» Page text:
SLC GO Consortium Meeting

Venue

Meeting Room

The Meeting will be held in the Salt Lake City Library, Conference Room 4
210 East 400 South, SLC UT 84111
http://www.slcpl.lib.ut.us/locations.jsp?parent_id=8&page_id=20

Conference Room 4 is the large conference room on the 4th floor, located behind the front desk to the right.
We are not allowed to put posters up to direct you, but if you get lost, the library staff will point you in the right direction.

Dates:

April 22-23, 2008
We will be providing lunch on the 22nd
The meeting ends at lunchtime on the 23rd.
Dinner will be held on Tuesday 22nd April at Cannellas. The reservation is for 6.30, and it is located one block South from the library.

Cost

$50.00; Receipt will be provided at registration. We will be taking cash and checks. Checks should be made payable to the Department of Human Genetics. The address if needed for the check is: Eccles Institute of Human Genetics, Building 533, University of Utah, 15 North 2030 East, Salt Lake City, Utah. 84112.
Dinner: cost TBD; we are looking for a sponsor
You are responsible for your lodging costs

Lodging:

The University GuestHouseis a good place to stay as it is a short walk to HSEB. If you are also attending the Reference Genome Meeting, it is a small walk from the that venue, and a TRAX ride from the library - door to door. The one way fare is $1.75 or a day pass can be purchased for $4.50. Tickets can be purchased at the platform. A map is available here: http://www.rideuta.com/images/TRAX082607.jpg

TRAX schedule from the guest house to the library. (The library opens at 9 am.)

» Provided records:
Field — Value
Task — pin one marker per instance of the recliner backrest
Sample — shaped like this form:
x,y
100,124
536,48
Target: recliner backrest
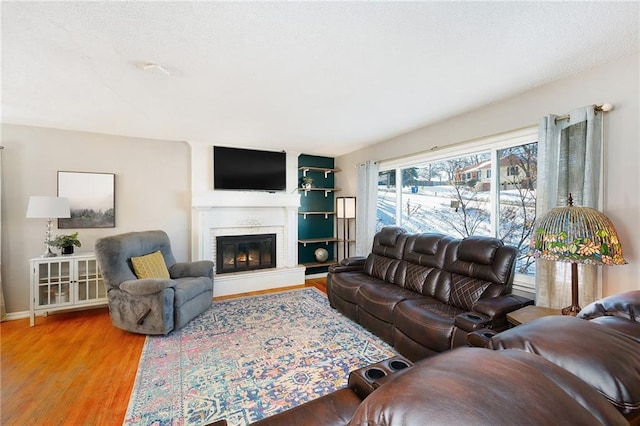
x,y
424,256
386,253
114,254
478,267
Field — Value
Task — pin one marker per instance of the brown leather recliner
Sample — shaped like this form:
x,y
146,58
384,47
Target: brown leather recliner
x,y
423,293
560,370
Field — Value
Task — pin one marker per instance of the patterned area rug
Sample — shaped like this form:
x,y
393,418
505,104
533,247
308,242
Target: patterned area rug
x,y
249,358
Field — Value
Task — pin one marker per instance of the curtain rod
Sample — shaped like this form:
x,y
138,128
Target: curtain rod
x,y
603,108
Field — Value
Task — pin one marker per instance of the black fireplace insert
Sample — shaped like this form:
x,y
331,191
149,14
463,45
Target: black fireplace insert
x,y
239,253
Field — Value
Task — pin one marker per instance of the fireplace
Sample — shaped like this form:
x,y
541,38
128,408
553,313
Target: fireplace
x,y
240,253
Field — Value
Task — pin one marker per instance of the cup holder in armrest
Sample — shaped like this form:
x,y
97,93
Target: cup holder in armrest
x,y
365,380
374,374
398,364
472,317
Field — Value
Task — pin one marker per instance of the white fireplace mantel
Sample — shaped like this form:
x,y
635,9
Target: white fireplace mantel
x,y
219,199
217,213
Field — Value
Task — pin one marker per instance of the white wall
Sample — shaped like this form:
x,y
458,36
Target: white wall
x,y
153,191
616,83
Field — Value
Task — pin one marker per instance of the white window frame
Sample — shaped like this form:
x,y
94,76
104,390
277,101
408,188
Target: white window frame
x,y
491,144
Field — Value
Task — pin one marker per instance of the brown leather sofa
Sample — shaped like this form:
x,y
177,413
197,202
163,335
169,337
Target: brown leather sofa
x,y
423,293
554,370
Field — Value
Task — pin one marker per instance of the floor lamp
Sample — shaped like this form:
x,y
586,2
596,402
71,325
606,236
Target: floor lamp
x,y
49,208
577,235
345,211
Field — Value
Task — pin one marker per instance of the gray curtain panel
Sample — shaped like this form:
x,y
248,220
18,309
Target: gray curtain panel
x,y
569,162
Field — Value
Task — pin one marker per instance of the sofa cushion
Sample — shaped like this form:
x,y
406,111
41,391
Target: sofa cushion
x,y
381,267
484,258
481,250
427,321
380,300
466,291
150,266
426,249
475,386
345,285
606,359
624,305
389,242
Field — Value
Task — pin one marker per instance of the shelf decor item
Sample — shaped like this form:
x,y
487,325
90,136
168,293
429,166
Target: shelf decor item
x,y
42,207
322,255
66,242
577,235
307,182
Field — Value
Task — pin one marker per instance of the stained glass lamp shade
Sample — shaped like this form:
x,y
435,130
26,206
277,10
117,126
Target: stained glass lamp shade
x,y
577,235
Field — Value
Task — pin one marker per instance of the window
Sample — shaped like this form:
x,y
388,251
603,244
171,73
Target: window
x,y
445,192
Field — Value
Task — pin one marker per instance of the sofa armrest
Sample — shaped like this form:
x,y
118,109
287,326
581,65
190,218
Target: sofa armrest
x,y
146,286
480,338
497,308
471,321
199,268
348,265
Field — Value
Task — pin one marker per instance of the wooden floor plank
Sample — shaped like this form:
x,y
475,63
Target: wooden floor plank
x,y
72,368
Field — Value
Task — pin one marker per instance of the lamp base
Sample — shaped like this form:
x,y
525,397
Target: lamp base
x,y
572,310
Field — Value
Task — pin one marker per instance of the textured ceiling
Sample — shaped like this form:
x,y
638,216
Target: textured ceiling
x,y
318,77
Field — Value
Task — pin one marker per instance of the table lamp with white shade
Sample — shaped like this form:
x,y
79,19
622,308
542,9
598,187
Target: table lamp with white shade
x,y
44,207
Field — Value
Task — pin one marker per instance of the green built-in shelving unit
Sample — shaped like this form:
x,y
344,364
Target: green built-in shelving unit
x,y
316,216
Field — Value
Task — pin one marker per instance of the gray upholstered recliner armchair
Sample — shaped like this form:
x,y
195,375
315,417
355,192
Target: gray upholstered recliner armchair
x,y
152,305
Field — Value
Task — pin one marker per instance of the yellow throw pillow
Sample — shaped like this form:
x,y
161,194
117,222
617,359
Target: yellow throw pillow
x,y
150,266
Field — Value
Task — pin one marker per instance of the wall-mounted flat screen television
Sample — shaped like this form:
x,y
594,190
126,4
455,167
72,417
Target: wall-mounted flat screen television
x,y
249,170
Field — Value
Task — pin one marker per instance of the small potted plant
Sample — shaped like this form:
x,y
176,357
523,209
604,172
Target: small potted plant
x,y
66,242
307,182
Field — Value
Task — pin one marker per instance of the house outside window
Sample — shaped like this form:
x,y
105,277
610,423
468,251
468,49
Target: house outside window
x,y
487,188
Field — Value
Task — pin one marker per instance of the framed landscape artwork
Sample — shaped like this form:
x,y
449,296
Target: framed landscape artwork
x,y
91,198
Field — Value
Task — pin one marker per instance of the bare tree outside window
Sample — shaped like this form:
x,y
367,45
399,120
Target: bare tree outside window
x,y
453,197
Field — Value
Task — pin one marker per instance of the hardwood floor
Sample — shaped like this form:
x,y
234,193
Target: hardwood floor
x,y
72,368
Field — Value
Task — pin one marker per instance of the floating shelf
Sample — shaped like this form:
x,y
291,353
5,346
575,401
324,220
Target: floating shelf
x,y
320,265
327,191
326,214
318,169
327,241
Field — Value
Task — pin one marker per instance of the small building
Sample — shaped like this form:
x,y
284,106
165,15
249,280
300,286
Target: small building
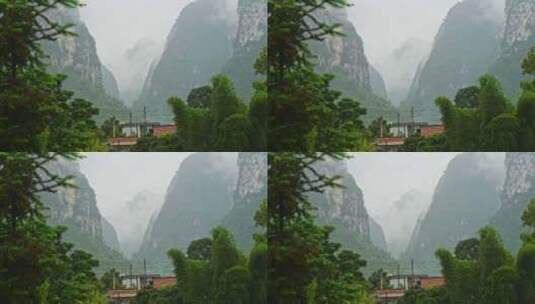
x,y
430,282
389,295
389,144
163,282
139,129
162,130
138,281
428,131
121,296
122,143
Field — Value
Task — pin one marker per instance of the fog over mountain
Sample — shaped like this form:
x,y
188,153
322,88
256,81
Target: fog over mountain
x,y
399,181
398,35
125,44
129,188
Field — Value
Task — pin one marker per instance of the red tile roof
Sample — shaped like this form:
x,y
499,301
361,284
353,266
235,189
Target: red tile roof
x,y
428,131
122,141
432,282
163,282
162,130
390,141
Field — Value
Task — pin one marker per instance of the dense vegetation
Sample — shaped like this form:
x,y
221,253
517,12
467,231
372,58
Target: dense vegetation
x,y
36,264
481,118
305,114
215,271
305,265
215,119
36,114
482,271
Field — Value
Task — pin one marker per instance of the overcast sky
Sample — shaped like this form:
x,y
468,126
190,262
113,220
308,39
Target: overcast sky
x,y
130,35
384,25
118,25
385,177
117,177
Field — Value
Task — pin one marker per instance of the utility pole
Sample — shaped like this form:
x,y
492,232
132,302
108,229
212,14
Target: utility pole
x,y
381,125
398,277
399,125
412,272
144,120
131,126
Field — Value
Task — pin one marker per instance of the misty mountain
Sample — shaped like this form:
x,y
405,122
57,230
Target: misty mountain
x,y
344,57
517,40
135,219
76,57
401,218
465,199
197,200
466,45
198,47
518,189
344,209
402,65
249,192
109,235
76,208
377,235
251,38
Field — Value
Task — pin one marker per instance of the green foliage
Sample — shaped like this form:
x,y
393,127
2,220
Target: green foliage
x,y
222,276
305,114
467,249
468,97
36,263
304,264
435,143
200,97
483,119
200,249
418,295
111,279
36,114
234,286
111,127
214,119
483,271
379,279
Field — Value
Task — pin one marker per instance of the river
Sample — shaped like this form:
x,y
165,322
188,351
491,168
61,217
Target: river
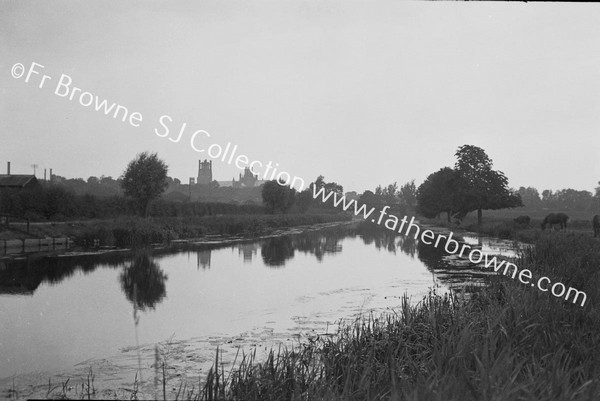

» Problems to work on:
1. According to the meeting page, what time is the dinner reservation at Cannellas?
2. Print the meeting page text between "The Meeting will" and "the right direction.", inclusive.
3. Using the meeting page, mark each statement yes or no and quote the words that decide it. (a) Checks should be made payable to the University of Utah. (b) A TRAX day pass costs $4.50. (c) The meeting ends at lunchtime on April 22.

» Results by task:
1. 6.30

2.
The Meeting will be held in the Salt Lake City Library, Conference Room 4
210 East 400 South, SLC UT 84111
http://www.slcpl.lib.ut.us/locations.jsp?parent_id=8&page_id=20

Conference Room 4 is the large conference room on the 4th floor, located behind the front desk to the right.
We are not allowed to put posters up to direct you, but if you get lost, the library staff will point you in the right direction.

3.
(a) No: "Checks should be made payable to the Department of Human Genetics."
(b) Yes: "a day pass can be purchased for $4.50"
(c) No: "The meeting ends at lunchtime on the 23rd."